§ **Extract to read**
----------

Go get yourself a [DigitalNZ API key](https://digitalnz.org/developers/getting-started), then paste it between the quotes below. You need a key to make API requests, but they're free and quick to obtain.

In [33]:
# Past your API key between the quotes
# You might need to trim off any spaces at the beginning and end
api_key = '9yXNTynMDb3TUQws7QuD'
print('Your API key is: {}'.format(api_key))

Your API key is: 9yXNTynMDb3TUQws7QuD


## Add your search query

This is where you specify your search. Just put in anything you might enter in the DigitalNZ search box.


In [34]:
params['text'] = 'possum'
#params['text'] = 'possum AND opossum'
#params['text'] = '"possum skins"'

You can also add limit your results to a particular newspaper. Just remove the '#' from the start of the line to add this parameter to your query.

In [None]:
#params['and[collection][]'] = 'Evening Post'

You can also limit your query by date, but it's a bit fiddly. 

Filtering by a single century, decade or year is simple. Just add the appropriate parameter as in the examples below. Remove the '#', edit the value, and run the cell.

In [None]:
#params['and[century][]'] = '1800'
#params['and[decade][]'] = '1850'
#params['and[year][]'] = '1853'

There's no direct way (I think) to search a range of years, but we can get around this by issuing a request for each year separately and then combining the results. If you want to do this, change the values below.

In [38]:
# This sets the default values
# Change from None to a year, eg 1854 to set a specific range.
# You need both a start and an end year

start_year = 1870
end_year = 1880

## Set up some code

In [43]:
class Harvester():
    
    def __init__(self, params, start_year=None, end_year=None):
        self.params = params
        self.start_year = start_year
        self.end_year = end_year
        self.current_year = None
        self.total = 0
        self.more = True
        self.articles = []

    def process_results(self, data):
        results = data['search']['results']
        if results:
            self.articles += self.process_articles(results)
            return True
        else:
            return False
        
    def process_articles(self, results):
        articles = []
        for result in results:
            title = re.sub(r'(\([^)]*\))[^(]*$', '', result['title']).strip()
            articles.append({
                'id': result['id'],
                'title': title,
                'newspaper': result['publisher'][0],
                'date': result['date'],
                'text': result['fulltext'],
                'paperspast_url': result['landing_url'],
                'source_url': result['source_url']
            })
        return articles

    def get_data(self):
        response = s.get('http://api.digitalnz.org/v3/records.json', params=self.params)
        print(response.url)
        return response.json()
    
    def harvest(self):
        data = self.get_data()
        total = data['search']['result_count']
        if total > 0:
            self.more = self.process_results(data)

----------

Boundary labeling items:
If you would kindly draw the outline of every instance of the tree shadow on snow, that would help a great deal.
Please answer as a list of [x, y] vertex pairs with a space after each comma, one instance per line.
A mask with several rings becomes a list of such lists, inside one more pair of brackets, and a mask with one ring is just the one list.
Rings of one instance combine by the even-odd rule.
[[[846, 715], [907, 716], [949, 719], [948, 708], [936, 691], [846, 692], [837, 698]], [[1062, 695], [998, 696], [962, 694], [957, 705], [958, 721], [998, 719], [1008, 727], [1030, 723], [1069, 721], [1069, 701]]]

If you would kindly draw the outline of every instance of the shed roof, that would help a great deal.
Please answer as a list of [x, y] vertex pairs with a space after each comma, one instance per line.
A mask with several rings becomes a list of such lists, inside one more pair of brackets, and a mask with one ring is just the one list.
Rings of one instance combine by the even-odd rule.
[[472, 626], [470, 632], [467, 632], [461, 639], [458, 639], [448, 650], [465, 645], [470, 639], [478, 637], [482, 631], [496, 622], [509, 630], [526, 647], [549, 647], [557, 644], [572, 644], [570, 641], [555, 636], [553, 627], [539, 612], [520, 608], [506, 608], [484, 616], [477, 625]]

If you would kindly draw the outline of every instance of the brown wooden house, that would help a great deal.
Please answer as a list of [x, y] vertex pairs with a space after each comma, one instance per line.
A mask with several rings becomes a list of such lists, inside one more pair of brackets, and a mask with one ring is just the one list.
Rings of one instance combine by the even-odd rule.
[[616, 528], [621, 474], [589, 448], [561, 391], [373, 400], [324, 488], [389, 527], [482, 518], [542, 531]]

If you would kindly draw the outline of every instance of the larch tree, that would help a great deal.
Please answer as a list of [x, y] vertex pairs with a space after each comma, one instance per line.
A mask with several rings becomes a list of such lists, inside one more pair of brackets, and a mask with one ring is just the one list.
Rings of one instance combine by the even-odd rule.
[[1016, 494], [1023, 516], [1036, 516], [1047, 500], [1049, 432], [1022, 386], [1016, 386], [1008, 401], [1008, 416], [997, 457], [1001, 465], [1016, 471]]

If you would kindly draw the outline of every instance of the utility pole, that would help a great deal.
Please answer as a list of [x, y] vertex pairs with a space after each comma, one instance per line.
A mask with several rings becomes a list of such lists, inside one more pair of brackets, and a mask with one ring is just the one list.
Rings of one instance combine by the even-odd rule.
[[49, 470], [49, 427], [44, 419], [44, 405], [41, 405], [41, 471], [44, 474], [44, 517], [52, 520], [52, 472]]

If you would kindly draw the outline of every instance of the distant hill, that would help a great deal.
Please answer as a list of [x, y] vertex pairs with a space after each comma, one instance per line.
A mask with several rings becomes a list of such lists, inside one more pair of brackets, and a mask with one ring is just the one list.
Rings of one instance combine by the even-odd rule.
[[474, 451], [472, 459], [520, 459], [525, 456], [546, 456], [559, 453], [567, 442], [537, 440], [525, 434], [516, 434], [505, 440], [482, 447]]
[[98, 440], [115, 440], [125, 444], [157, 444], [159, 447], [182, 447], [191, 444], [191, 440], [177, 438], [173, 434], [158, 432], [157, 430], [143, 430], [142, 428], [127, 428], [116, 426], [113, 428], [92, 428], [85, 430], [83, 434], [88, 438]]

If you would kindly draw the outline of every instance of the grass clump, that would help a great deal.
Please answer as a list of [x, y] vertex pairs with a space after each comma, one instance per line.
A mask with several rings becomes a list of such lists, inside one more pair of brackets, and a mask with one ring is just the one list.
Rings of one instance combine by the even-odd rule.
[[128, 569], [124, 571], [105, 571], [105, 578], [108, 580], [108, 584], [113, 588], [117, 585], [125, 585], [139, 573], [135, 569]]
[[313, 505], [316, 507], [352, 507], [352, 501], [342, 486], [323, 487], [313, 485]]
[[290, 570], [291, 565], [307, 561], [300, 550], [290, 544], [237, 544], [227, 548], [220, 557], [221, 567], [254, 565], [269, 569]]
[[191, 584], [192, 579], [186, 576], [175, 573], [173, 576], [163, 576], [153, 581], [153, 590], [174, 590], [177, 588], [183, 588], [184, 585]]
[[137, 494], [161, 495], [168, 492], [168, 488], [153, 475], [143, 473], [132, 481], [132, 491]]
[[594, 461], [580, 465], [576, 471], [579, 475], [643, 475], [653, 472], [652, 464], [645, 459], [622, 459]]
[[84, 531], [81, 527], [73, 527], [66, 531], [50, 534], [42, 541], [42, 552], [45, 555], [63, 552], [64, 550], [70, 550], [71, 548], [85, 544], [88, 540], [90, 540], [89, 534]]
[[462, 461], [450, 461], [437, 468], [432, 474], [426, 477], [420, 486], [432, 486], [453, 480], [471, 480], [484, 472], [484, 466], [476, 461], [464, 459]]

----------

§ **Written instruction**
Please state how the DigitalNZ excerpt suggests getting around the lack of a direct way to search a range of years.

§ **Output for this task**
By issuing a request for each year separately and then combining the results.